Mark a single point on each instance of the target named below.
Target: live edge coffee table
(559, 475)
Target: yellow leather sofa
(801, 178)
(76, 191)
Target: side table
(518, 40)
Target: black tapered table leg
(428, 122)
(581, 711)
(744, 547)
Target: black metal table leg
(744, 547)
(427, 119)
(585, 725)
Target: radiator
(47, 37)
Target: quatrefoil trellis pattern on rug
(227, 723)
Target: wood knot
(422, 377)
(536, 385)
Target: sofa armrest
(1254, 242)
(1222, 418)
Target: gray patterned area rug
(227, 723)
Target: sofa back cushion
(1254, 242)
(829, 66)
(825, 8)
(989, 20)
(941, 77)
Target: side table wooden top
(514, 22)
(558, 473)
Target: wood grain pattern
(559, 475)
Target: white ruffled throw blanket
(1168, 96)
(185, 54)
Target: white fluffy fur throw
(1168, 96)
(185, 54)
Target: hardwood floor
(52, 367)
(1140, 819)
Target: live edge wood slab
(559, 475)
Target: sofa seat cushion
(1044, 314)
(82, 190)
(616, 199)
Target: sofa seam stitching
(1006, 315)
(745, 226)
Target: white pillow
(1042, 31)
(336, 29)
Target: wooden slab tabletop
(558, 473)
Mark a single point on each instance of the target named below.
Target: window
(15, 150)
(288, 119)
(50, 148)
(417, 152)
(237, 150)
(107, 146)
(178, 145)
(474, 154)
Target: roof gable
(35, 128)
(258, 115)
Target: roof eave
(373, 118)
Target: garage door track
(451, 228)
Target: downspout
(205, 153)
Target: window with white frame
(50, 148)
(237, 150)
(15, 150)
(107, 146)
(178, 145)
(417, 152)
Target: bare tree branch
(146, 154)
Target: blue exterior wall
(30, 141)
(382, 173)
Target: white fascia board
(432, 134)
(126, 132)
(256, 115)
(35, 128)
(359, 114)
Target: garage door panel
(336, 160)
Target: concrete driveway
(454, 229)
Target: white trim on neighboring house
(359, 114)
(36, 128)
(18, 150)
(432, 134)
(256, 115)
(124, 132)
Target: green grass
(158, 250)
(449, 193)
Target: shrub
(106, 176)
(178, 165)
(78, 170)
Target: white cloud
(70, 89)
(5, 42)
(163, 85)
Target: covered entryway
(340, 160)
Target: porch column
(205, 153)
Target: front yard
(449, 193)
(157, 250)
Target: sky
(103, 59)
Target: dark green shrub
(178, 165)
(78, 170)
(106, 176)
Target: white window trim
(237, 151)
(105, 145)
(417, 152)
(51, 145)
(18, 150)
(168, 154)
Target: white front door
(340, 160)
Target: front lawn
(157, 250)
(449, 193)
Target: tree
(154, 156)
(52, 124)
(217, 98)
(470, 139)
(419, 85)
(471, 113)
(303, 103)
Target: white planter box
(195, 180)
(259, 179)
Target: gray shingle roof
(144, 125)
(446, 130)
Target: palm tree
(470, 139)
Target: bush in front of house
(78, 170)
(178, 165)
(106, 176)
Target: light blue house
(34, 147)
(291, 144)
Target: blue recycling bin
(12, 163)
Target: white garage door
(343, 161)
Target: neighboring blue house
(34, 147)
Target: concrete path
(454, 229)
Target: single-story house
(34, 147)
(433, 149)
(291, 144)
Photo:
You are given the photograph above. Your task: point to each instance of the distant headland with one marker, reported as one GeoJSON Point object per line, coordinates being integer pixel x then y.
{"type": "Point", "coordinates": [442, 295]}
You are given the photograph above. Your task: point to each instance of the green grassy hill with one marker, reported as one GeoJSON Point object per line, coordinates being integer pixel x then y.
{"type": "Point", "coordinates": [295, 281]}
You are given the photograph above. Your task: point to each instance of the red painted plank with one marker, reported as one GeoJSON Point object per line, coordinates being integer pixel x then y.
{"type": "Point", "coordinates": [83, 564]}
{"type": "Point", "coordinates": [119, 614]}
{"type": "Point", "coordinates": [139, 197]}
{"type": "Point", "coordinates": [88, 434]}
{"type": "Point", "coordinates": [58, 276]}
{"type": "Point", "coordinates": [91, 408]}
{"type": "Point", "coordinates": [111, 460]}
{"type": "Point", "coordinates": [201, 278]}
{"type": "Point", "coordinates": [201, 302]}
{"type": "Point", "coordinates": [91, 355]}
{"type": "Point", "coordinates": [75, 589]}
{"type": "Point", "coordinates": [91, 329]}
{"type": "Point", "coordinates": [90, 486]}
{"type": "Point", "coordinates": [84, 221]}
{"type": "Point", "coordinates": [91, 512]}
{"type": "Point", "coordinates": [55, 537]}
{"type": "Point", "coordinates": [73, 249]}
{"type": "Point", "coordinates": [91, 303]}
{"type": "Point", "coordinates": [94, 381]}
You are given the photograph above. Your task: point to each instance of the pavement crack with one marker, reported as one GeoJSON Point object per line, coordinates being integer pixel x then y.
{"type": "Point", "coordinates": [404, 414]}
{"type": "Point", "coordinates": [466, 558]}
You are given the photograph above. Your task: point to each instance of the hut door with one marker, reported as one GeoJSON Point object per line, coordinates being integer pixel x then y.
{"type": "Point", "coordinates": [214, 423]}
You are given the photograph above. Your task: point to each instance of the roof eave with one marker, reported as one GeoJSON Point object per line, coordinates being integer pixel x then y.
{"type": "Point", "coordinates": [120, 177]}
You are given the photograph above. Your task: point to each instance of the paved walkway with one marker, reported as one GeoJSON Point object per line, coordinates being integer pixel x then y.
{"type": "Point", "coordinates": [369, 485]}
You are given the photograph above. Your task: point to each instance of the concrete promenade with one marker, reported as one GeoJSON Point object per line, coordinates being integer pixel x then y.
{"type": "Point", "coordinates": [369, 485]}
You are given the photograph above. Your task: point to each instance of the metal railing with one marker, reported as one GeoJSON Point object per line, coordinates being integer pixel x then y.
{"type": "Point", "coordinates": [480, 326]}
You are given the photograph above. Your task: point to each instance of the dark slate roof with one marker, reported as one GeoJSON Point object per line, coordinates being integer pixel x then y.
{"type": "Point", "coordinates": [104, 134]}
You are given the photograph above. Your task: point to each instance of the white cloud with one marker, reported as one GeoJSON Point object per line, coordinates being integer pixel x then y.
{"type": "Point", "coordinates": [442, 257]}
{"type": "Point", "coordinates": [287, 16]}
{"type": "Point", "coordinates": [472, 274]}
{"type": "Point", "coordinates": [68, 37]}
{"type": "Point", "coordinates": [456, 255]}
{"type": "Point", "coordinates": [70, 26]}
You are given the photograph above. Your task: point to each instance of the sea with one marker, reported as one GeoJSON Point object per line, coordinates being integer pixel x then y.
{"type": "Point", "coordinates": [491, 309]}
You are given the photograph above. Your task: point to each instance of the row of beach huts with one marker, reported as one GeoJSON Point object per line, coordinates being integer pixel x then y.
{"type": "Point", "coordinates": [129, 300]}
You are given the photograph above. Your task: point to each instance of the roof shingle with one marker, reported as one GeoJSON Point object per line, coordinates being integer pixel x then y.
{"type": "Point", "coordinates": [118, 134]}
--- --- ---
WHAT YOU HAVE TO DO
Retype the records in their entirety, matching each one exactly.

EXERCISE RESULT
Mark a single point on each instance of the target named below.
Target: live edge coffee table
(559, 475)
Target: yellow leather sofa
(801, 178)
(76, 191)
Target: side table
(518, 40)
Target: black tapered table leg
(428, 122)
(581, 711)
(744, 547)
Target: black metal table leg
(744, 547)
(427, 119)
(585, 725)
Target: radiator
(47, 37)
Target: quatrefoil trellis pattern on rug
(227, 723)
Target: wood knot
(422, 377)
(536, 385)
Target: sofa armrest
(1254, 242)
(1222, 418)
Target: gray patterned area rug
(227, 723)
Target: sofa back cushion
(1254, 242)
(829, 66)
(825, 8)
(989, 20)
(941, 77)
Target: side table wooden top
(514, 22)
(558, 473)
Target: wood grain pattern
(559, 475)
Target: white ruffled throw blanket
(1168, 96)
(185, 54)
Target: white fluffy fur throw
(1168, 96)
(185, 54)
Target: hardwood floor
(52, 367)
(1140, 819)
Target: live edge wood slab
(559, 475)
Target: sofa seat cushion
(1044, 314)
(82, 190)
(616, 199)
Target: sofa seam stitching
(1006, 315)
(745, 226)
Target: white pillow
(1042, 31)
(336, 29)
Target: wooden slab tabletop
(558, 473)
Mark a single point on each instance of the target named below.
Target: window
(15, 150)
(288, 119)
(50, 148)
(417, 152)
(237, 150)
(107, 146)
(178, 145)
(474, 154)
Target: roof gable
(35, 128)
(258, 115)
Target: roof eave
(373, 118)
Target: garage door track
(451, 228)
Target: downspout
(205, 153)
Target: window with white frame
(50, 148)
(237, 150)
(15, 150)
(107, 146)
(178, 145)
(417, 152)
Target: bare tree branch
(146, 154)
Target: blue exterior wall
(30, 141)
(382, 173)
Target: white fascia board
(432, 134)
(126, 132)
(256, 115)
(35, 128)
(359, 114)
Target: garage door panel
(336, 160)
Target: concrete driveway
(454, 229)
Target: white trim on neighboring house
(359, 114)
(36, 128)
(18, 150)
(432, 134)
(256, 115)
(124, 132)
Target: green grass
(158, 250)
(449, 193)
Target: shrub
(106, 176)
(178, 165)
(78, 170)
Target: white cloud
(70, 89)
(5, 42)
(163, 85)
Target: covered entryway
(340, 160)
Target: porch column
(205, 153)
Target: front yard
(449, 193)
(157, 250)
Target: sky
(103, 59)
Target: dark green shrub
(178, 165)
(78, 170)
(106, 176)
Target: white window trim
(237, 151)
(105, 145)
(417, 152)
(51, 145)
(18, 150)
(168, 154)
Target: white front door
(340, 160)
Target: front lawn
(157, 250)
(449, 193)
Target: tree
(154, 156)
(52, 124)
(217, 98)
(470, 139)
(419, 85)
(471, 113)
(303, 103)
Target: white planter box
(195, 180)
(259, 179)
Target: gray shingle roof
(144, 125)
(446, 130)
Target: palm tree
(470, 139)
Target: bush in front of house
(78, 170)
(178, 165)
(106, 176)
Target: light blue house
(34, 147)
(291, 144)
Target: blue recycling bin
(12, 163)
Target: white garage door
(343, 161)
Target: neighboring blue house
(34, 147)
Target: concrete path
(454, 229)
Target: single-story house
(34, 147)
(433, 149)
(291, 144)
Photo:
You are given the photograph above. Your task: point to each instance of the distant headland with one marker, reported as one GeoJSON Point object per line, coordinates being integer pixel x then y.
{"type": "Point", "coordinates": [442, 295]}
You are given the photograph above. Your task: point to each instance of the green grassy hill with one marker, reported as one GeoJSON Point object per line, coordinates being integer pixel x then y.
{"type": "Point", "coordinates": [295, 281]}
You are given the photograph above. Your task: point to each instance of the red painted plank with one marker, reported as one GeoJSON Point object per line, coordinates being integer pixel x then y.
{"type": "Point", "coordinates": [83, 564]}
{"type": "Point", "coordinates": [119, 614]}
{"type": "Point", "coordinates": [139, 197]}
{"type": "Point", "coordinates": [88, 434]}
{"type": "Point", "coordinates": [58, 276]}
{"type": "Point", "coordinates": [91, 408]}
{"type": "Point", "coordinates": [111, 460]}
{"type": "Point", "coordinates": [201, 278]}
{"type": "Point", "coordinates": [201, 302]}
{"type": "Point", "coordinates": [91, 355]}
{"type": "Point", "coordinates": [75, 589]}
{"type": "Point", "coordinates": [91, 329]}
{"type": "Point", "coordinates": [90, 486]}
{"type": "Point", "coordinates": [84, 221]}
{"type": "Point", "coordinates": [91, 512]}
{"type": "Point", "coordinates": [55, 537]}
{"type": "Point", "coordinates": [73, 249]}
{"type": "Point", "coordinates": [91, 303]}
{"type": "Point", "coordinates": [94, 381]}
You are given the photograph above. Your task: point to each instance of the pavement crack with one marker, reported as one GeoJSON Point object per line, coordinates being integer pixel x then y.
{"type": "Point", "coordinates": [404, 414]}
{"type": "Point", "coordinates": [466, 558]}
You are given the photograph above. Your task: point to each instance of the hut door with one marker, reported as one GeoJSON Point object per line, coordinates being integer pixel x then y.
{"type": "Point", "coordinates": [214, 423]}
You are given the photograph above. Your task: point to each instance of the roof eave with one marker, reported as one GeoJSON Point object per line, coordinates being integer pixel x then y.
{"type": "Point", "coordinates": [120, 177]}
You are given the photograph above. Your task: point to each instance of the paved walkway with one marker, reported as one GeoJSON Point object per line, coordinates being integer pixel x then y.
{"type": "Point", "coordinates": [369, 485]}
You are given the photograph above. Your task: point to each instance of the concrete promenade with one marker, reported as one GeoJSON Point object per line, coordinates being integer pixel x then y.
{"type": "Point", "coordinates": [369, 485]}
You are given the photograph above. Your task: point to each instance of the metal railing with one marker, reported as one GeoJSON Point object per line, coordinates being integer pixel x then y.
{"type": "Point", "coordinates": [480, 326]}
You are given the photograph above. Your task: point to each instance of the dark slate roof with one marker, reported as one GeoJSON Point object per line, coordinates being integer pixel x then y.
{"type": "Point", "coordinates": [104, 134]}
You are given the photograph above. Your task: point to each instance of the white cloud with one marker, reported as one GeoJSON Point object per line, coordinates being integer pixel x then y.
{"type": "Point", "coordinates": [442, 257]}
{"type": "Point", "coordinates": [287, 16]}
{"type": "Point", "coordinates": [472, 274]}
{"type": "Point", "coordinates": [68, 37]}
{"type": "Point", "coordinates": [456, 255]}
{"type": "Point", "coordinates": [70, 26]}
You are given the photograph above. Your task: point to each instance of the sea with one marker, reported as one GeoJSON Point object per line, coordinates being integer pixel x then y.
{"type": "Point", "coordinates": [491, 309]}
You are given the photograph above. Your task: point to each instance of the row of beach huts with one marker, reported as one GeoJSON Point object per line, coordinates being integer pixel x then y.
{"type": "Point", "coordinates": [129, 300]}
You are given the photograph above. Your task: point to each instance of the roof shingle with one marker, reported as one GeoJSON Point object per line, coordinates being integer pixel x then y.
{"type": "Point", "coordinates": [118, 134]}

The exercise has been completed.